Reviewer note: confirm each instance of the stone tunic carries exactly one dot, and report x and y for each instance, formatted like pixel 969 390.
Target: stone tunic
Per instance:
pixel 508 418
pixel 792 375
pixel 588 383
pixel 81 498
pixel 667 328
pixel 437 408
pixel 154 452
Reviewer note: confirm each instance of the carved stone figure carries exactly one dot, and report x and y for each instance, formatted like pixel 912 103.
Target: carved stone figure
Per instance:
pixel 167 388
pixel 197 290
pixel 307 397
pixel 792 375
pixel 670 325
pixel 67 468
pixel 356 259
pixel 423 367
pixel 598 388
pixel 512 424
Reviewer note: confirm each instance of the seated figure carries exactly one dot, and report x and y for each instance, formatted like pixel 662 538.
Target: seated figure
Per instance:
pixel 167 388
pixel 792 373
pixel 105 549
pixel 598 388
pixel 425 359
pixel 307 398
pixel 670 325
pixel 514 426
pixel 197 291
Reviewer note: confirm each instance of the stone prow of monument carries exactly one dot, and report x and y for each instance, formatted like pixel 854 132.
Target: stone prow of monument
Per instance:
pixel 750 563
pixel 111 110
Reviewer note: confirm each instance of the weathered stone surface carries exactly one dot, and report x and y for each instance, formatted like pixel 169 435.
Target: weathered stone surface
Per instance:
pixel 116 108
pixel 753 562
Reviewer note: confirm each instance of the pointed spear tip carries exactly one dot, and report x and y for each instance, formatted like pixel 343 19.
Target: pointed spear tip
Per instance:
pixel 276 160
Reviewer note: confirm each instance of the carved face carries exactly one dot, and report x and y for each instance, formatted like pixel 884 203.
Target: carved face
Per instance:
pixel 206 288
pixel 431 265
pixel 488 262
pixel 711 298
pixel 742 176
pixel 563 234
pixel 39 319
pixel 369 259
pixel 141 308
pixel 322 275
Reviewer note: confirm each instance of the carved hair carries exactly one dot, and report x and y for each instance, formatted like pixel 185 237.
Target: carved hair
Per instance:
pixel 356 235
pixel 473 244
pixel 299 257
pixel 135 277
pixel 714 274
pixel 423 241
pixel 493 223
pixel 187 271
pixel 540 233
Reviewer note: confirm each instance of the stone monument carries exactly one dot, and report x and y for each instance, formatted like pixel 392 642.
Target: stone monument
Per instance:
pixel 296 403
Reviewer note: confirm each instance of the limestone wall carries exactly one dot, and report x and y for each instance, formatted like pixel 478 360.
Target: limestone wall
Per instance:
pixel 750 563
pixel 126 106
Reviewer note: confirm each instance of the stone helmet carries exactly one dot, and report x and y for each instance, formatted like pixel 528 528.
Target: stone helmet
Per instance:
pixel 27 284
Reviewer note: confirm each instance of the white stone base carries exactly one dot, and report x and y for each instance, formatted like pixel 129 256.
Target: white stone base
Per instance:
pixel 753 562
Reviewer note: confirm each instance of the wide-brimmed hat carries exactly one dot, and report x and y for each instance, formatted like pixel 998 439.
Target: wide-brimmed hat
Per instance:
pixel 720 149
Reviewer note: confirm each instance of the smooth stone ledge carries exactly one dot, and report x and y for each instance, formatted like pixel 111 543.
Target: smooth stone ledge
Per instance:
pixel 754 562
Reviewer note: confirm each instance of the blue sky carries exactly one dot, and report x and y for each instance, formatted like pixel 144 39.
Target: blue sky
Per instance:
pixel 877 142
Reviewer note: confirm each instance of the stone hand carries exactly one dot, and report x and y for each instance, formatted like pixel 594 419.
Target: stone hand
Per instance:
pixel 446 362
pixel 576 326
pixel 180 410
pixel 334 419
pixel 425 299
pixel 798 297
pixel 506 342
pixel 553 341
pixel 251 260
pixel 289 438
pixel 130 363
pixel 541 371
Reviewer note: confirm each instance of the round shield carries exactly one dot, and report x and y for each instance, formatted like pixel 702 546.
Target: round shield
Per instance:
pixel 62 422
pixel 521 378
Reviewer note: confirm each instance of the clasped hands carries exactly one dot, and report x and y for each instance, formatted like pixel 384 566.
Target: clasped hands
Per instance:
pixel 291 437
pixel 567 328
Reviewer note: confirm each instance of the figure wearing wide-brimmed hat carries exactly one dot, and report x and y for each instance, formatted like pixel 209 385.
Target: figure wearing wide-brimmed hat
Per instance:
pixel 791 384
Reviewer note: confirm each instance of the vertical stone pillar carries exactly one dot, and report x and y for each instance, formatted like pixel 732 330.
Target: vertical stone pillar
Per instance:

────────────────────

REQUIREMENT:
Can you render all of the data above as a Markdown table with columns "Index" and "Text," putting each line in its own numbered row and dropping blank lines?

REPLY TO THE EXERCISE:
| Index | Text |
|---|---|
| 1 | Reviewer note: confirm each instance of the stone tunic carries exactly one dot, and report x and y for each instance, formatted like pixel 969 390. |
| 2 | Target: stone tunic |
| 3 | Per instance: |
| 4 | pixel 508 418 |
| 5 | pixel 792 375 |
| 6 | pixel 588 383 |
| 7 | pixel 81 498 |
| 8 | pixel 667 328 |
| 9 | pixel 437 408 |
| 10 | pixel 154 452 |
| 11 | Reviewer note: confirm each instance of the carved stone figure carries exactly one dot, and report x and y for each instance, formatted like pixel 912 103. |
| 12 | Target: carved stone figure |
| 13 | Per instance: |
| 14 | pixel 167 388 |
| 15 | pixel 197 290 |
| 16 | pixel 307 397 |
| 17 | pixel 792 375 |
| 18 | pixel 670 325 |
| 19 | pixel 67 468 |
| 20 | pixel 356 259 |
| 21 | pixel 423 367 |
| 22 | pixel 598 388 |
| 23 | pixel 512 424 |
| 24 | Reviewer note: confirm each instance of the seated figure carries exactly one dot, and report x and y for each instance, formatted like pixel 662 538. |
| 25 | Target: seated figure |
| 26 | Per instance: |
| 27 | pixel 167 388 |
| 28 | pixel 792 373 |
| 29 | pixel 105 549 |
| 30 | pixel 598 388 |
| 31 | pixel 425 359 |
| 32 | pixel 307 398 |
| 33 | pixel 670 325 |
| 34 | pixel 514 426 |
| 35 | pixel 197 291 |
| 36 | Reviewer note: confirm each instance of the stone prow of monument carries exactly one dot, and report x and y for each instance, formatted like pixel 854 132. |
| 37 | Target: stone prow of monument |
| 38 | Per instance: |
| 39 | pixel 750 563 |
| 40 | pixel 111 110 |
| 41 | Reviewer note: confirm each instance of the weathered stone surface carries exactly one dot, and report x and y for each instance, formatted like pixel 169 435. |
| 42 | Target: weathered stone surface |
| 43 | Per instance: |
| 44 | pixel 116 108 |
| 45 | pixel 753 562 |
| 46 | Reviewer note: confirm each instance of the pointed spear tip carries exactly one dot, and report x and y for each instance, formatted like pixel 343 19. |
| 47 | Target: pointed spear tip |
| 48 | Per instance: |
| 49 | pixel 276 160 |
| 50 | Reviewer note: confirm each instance of the carved face carries exactly one dot, and report x and y for each instance, formatted like pixel 884 203. |
| 51 | Target: carved face |
| 52 | Per instance: |
| 53 | pixel 206 288 |
| 54 | pixel 431 265 |
| 55 | pixel 488 262 |
| 56 | pixel 711 298 |
| 57 | pixel 742 176 |
| 58 | pixel 563 234 |
| 59 | pixel 39 319 |
| 60 | pixel 369 259 |
| 61 | pixel 141 308 |
| 62 | pixel 322 275 |
| 63 | Reviewer note: confirm each instance of the carved hair carries exactly one dot, and report x and y for each instance, formatted like pixel 185 237. |
| 64 | Target: carved hair |
| 65 | Per instance: |
| 66 | pixel 356 235 |
| 67 | pixel 473 244 |
| 68 | pixel 299 257 |
| 69 | pixel 135 277 |
| 70 | pixel 714 274 |
| 71 | pixel 423 241 |
| 72 | pixel 493 223 |
| 73 | pixel 187 271 |
| 74 | pixel 540 233 |
| 75 | Reviewer note: confirm each instance of the stone monument carries exactly one dot, and report x and y for each instance, formatted like pixel 392 642. |
| 76 | Target: stone monument |
| 77 | Per instance: |
| 78 | pixel 296 403 |
| 79 | Reviewer note: confirm each instance of the limestone wall carries exactly one dot, and report x and y for each instance, formatted like pixel 478 360. |
| 80 | Target: limestone wall |
| 81 | Per instance: |
| 82 | pixel 750 563 |
| 83 | pixel 126 106 |
| 84 | Reviewer note: confirm each instance of the stone helmet carries exactly one dot, and report x and y for each instance, formatted like pixel 528 528. |
| 85 | Target: stone helmet |
| 86 | Per instance: |
| 87 | pixel 27 284 |
| 88 | Reviewer note: confirm each instance of the white stone base carries exactly one dot, and report x and y for each instance, formatted like pixel 129 256. |
| 89 | Target: white stone base |
| 90 | Per instance: |
| 91 | pixel 753 562 |
| 92 | Reviewer note: confirm each instance of the wide-brimmed hat carries exactly one dot, and report x and y for each instance, formatted like pixel 998 439. |
| 93 | Target: wide-brimmed hat |
| 94 | Per instance: |
| 95 | pixel 720 149 |
| 96 | Reviewer note: confirm each instance of the smooth stone ledge carries exactly one dot, and report x and y for each instance, formatted like pixel 111 543. |
| 97 | Target: smooth stone ledge |
| 98 | Per instance: |
| 99 | pixel 754 562 |
| 100 | Reviewer note: confirm each instance of the blue sky carries exactly one dot, and report x and y for each instance, formatted like pixel 144 39. |
| 101 | Target: blue sky |
| 102 | Per instance: |
| 103 | pixel 877 142 |
| 104 | Reviewer note: confirm each instance of the stone hand carries exactly one dot, and report x and y for each instance, formatted like pixel 594 419. |
| 105 | Target: stone hand |
| 106 | Per instance: |
| 107 | pixel 446 362 |
| 108 | pixel 576 326 |
| 109 | pixel 180 410 |
| 110 | pixel 334 419 |
| 111 | pixel 425 299 |
| 112 | pixel 798 297 |
| 113 | pixel 506 342 |
| 114 | pixel 553 341 |
| 115 | pixel 251 260 |
| 116 | pixel 289 438 |
| 117 | pixel 130 363 |
| 118 | pixel 541 371 |
| 119 | Reviewer note: confirm each instance of the round shield carries exactly one dot, and report x and y for each instance, formatted like pixel 702 546. |
| 120 | Target: round shield |
| 121 | Per instance: |
| 122 | pixel 62 422 |
| 123 | pixel 521 378 |
| 124 | Reviewer note: confirm each instance of the clasped hands carries exactly one dot, and report x and y for each instance, formatted like pixel 384 566. |
| 125 | Target: clasped hands |
| 126 | Per instance: |
| 127 | pixel 291 437 |
| 128 | pixel 567 328 |
| 129 | Reviewer note: confirm each instance of the figure wearing wide-brimmed hat carries exactly one dot, and report x and y for each instance, formatted like pixel 209 385. |
| 130 | Target: figure wearing wide-brimmed hat |
| 131 | Per instance: |
| 132 | pixel 791 384 |
| 133 | Reviewer note: confirm each instance of the vertical stone pillar carries exactly one dot, and report x and y for each instance, formatted like pixel 732 330. |
| 134 | Target: vertical stone pillar |
| 135 | Per instance: |